--- Material provided Enclosed Below ---

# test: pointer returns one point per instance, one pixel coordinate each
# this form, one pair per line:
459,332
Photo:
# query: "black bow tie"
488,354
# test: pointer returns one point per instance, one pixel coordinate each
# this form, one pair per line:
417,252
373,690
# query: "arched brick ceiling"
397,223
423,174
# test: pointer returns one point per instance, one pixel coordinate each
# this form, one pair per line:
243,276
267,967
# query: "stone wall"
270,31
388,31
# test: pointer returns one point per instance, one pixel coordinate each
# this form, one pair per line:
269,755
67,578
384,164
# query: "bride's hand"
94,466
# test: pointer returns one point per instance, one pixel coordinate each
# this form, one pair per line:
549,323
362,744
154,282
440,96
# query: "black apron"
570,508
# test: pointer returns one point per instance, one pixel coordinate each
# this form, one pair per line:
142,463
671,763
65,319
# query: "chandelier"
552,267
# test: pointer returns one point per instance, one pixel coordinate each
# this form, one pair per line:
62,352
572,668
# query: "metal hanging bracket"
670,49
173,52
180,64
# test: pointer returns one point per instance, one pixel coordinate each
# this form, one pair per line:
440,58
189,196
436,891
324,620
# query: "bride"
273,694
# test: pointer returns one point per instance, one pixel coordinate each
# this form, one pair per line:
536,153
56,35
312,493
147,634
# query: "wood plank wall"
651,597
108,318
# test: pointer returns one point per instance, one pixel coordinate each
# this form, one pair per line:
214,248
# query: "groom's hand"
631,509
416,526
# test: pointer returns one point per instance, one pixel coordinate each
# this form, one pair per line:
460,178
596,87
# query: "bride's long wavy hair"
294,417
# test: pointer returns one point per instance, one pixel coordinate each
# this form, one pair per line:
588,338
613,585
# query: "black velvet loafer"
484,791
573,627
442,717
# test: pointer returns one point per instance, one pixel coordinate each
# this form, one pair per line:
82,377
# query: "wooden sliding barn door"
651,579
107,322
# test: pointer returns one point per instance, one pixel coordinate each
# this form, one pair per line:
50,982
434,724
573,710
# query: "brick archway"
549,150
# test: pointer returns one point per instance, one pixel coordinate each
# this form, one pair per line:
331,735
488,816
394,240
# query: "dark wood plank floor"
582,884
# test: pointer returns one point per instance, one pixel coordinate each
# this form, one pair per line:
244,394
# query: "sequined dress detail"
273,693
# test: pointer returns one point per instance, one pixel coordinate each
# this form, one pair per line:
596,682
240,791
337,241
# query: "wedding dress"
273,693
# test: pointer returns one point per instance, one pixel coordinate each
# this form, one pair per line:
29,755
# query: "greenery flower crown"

--- End of Enclosed Material provided ---

Exercise directions —
Repeat every entry exactly. Nothing may be dropped.

Result for this task —
# test: pointer returns one point per instance, one pixel coordinate each
# this form, one pair per line:
459,332
Photo:
# query: "black bow tie"
488,354
# test: pointer returns one point per instance, one pixel coordinate each
# this form, one pair per line:
417,252
373,690
# query: "arched brick ceiling"
397,223
423,174
# test: pointer returns one point per instance, one pixel coordinate each
# this form, one pair per line:
243,276
267,967
# query: "stone wall"
270,31
388,31
# test: pointer returns one point per instance, one pixel coordinate each
# this form, one pair per line:
269,755
67,578
384,164
# query: "bride's hand"
94,466
# test: pointer returns one point per instance, one pixel coordinate each
# this form, one pair per line:
549,323
362,744
154,282
440,96
# query: "black apron"
570,508
# test: pointer returns one point per instance, one pixel coordinate each
# this form, one pair per line:
142,463
671,763
65,319
# query: "chandelier"
552,267
# test: pointer returns one point per instance, one pixel coordinate each
# this form, one pair per line:
62,352
572,668
# query: "metal hanging bracket"
670,49
173,52
180,64
# test: pointer returns one point per instance, one pixel coordinate each
# this form, one pair per line:
440,58
189,196
436,891
324,620
# query: "bride"
273,694
# test: pointer returns one point per instance, one pixel coordinate each
# this form, one pair per line:
536,153
56,35
312,493
147,634
# query: "wood plank wall"
651,597
108,318
# test: pointer returns one point per instance, one pixel coordinate each
# this form, one pair per line:
214,248
# query: "groom's hand"
631,509
416,526
# test: pointer returns one point per instance, one pixel coordinate each
# this form, one pair per line:
460,178
596,87
# query: "bride's long wavy hair"
294,417
# test: pointer returns one point per instance, one pixel coordinate each
# this form, one pair per line:
588,338
613,585
# query: "black velvet loafer"
484,791
573,627
442,717
# test: pointer returns one point per instance, one pixel coordinate each
# this form, one pair per line:
82,377
# query: "wooden sliding barn door"
651,579
107,322
# test: pointer returns one point per instance, one pixel coordinate each
# this form, one pair per line:
50,982
434,724
573,710
# query: "brick archway"
549,150
# test: pointer returns one point per instance, one pixel coordinate each
# this form, one pair per line:
331,735
488,816
394,240
# query: "dark wood plank floor"
582,884
# test: pointer returns one point per instance, one pixel coordinate each
# this form, one pair per line:
244,394
# query: "sequined dress detail"
273,693
# test: pointer returns one point per instance, one pixel coordinate each
# this form, one pair per line:
596,682
240,791
337,241
# query: "wedding dress"
273,693
# test: pointer returns one point per instance, one pixel coordinate each
# this form, one pair per line:
29,755
# query: "greenery flower crown"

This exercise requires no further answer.